Task to complete: Condense the paragraph that begins "Book, 32 and still in her first Senate term" in the column about Senator Lauren Book's complaint below, keeping its main facts.

Page extract:
▬▬▬▬▬▬▬▬▬▬

Sen. Lauren Book, one of the Legislature’s most credible spokeswomen on what a victim of sexual misconduct experiences when she finally decides to go public submitted a Senate Rules complaint Tuesday against Sen. Jack Latvala.
It’s a powerful knife in the heart of the Clearwater Republican’s hopes to clear his name as a sexual predator. It could give courage to others of the six women who reported Latvala stories anonymously to come forward and identify themselves.
Book, D-Plantation, was sexually abused and tortured by a nanny at age 11 years, and since 2007 has been leader of a crusade against the sexual abuse of children, appealing to them not to stay silent but to tell somebody.
Book, 32 and still in her first Senate term, is the daughter of powerful lobbyist Ron Book. Over the years they have together persuaded the Legislature to contribute millions of dollars to the crusade. Lauren’s Kids is by far the Legislature’s favorite charitable depository.
The young senator can play a key role in the outcome of Latvala’s case.
This is the statement Book issued Tuesday:
“Today, I filed a formal complaint with Senate Rules Chair Lizbeth Benacquisto regarding Senator Latvala’s conduct in the wake of sexual misconduct allegations against him. This was a difficult decision, as I have truly admired and respected Senator Latvala for many years. However, after great thought and deliberation, I knew this was the right thing to do for myself, for Ms. (Rachel) Perrin Rogers, and for all others who may wish to come forward on this or other such grounds. While the Senator is entitled to a fair hearing and has a right to defend himself during the normal course of the investigation, it is not ever ok to make attempts to “out” a complainant, or to publicly attack or shame them with character assassination –- things Senator Latvala has unfortunately and clearly done through various media outlets.
“This behavior is unbecoming of a sitting Senator, unfair to Ms. Perrin Rogers, and discouraging to others who may have wished to come forward and may not now do so for fear that “they too” will be publicly shamed, or even jeopardize their employment. As Senators, we wanted to bring about systemic change as a result of the complaints and discussion that has taken place on how we treat women in and outside of the process. As leaders, we must lead by example, but what has happened here is not bringing about change at all. As such, I submitted this complaint under Senate Rule 1.43 – Violations; Investigations, Penalties, asserting specific violations under Senate Rules 1.38 and 1.35 related to Senator Latvala’s conduct. The precedent we set today will live on, and we must –- each and every one of us -– look inside ourselves and find the courage to “be brave,” as Senator Benacquisto and I previously urged victims, and do what is right.
“As uncomfortable as all this may be for myself and my colleagues, I know it pales in comparison to what victims of sexual misconduct endure when they choose to come forward with a report. While it will never be easy to come forward, we must always make it safe to tell, and to do all we can to protect those who may have been victimized. The investigation will yield truth into the matter at hand, but in the meantime, we must hold ourselves, and the process, to the highest ethical standard and refuse to allow the kind of behavior and mistreatment we have seen in the wake of the allegations.”
In an Oct. 30 joint statement, Book and Benacquisto (also a rape victim) vowed to stand with victims: “As long as we are here, you will be heard, and we will do all that we can to help. We are your allies because, sadly, we can both say #MeToo.”
By her statement Tuesday, Book is showing, not just telling.
I said in a Dec. 1 column Florida women need their state senators to act like leaders if the toxic culture in the Capitol is going to change, if any of the other women who told their Latvala stories to Politico are going to come forward.
Book, with such a powerful story of her own to tell, clearly has done that. She has proclaimed herself a leader. She deserves our admiration and thanks.

▬▬▬▬▬▬▬▬▬▬

Entries provided:

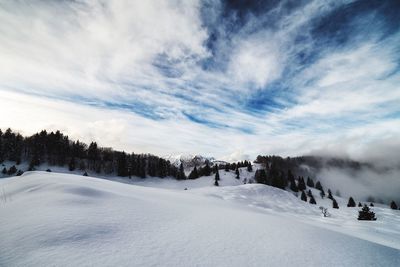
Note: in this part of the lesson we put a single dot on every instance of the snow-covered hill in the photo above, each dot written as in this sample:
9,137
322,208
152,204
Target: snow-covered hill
50,219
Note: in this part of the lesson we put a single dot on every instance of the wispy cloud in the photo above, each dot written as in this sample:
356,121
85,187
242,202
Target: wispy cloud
211,77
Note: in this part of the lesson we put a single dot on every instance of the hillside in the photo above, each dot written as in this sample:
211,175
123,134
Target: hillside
70,220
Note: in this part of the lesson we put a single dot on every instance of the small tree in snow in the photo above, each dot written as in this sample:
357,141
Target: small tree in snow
334,204
365,214
303,196
312,200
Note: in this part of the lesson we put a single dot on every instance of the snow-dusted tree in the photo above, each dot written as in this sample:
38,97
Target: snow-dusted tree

▬▬▬▬▬▬▬▬▬▬

Solution to this problem: Book, 32 and in her first Senate term, is the daughter of powerful lobbyist Ron Book. Together they have persuaded the Legislature to give millions of dollars to her crusade, and Lauren's Kids is by far the Legislature's favorite charitable depository.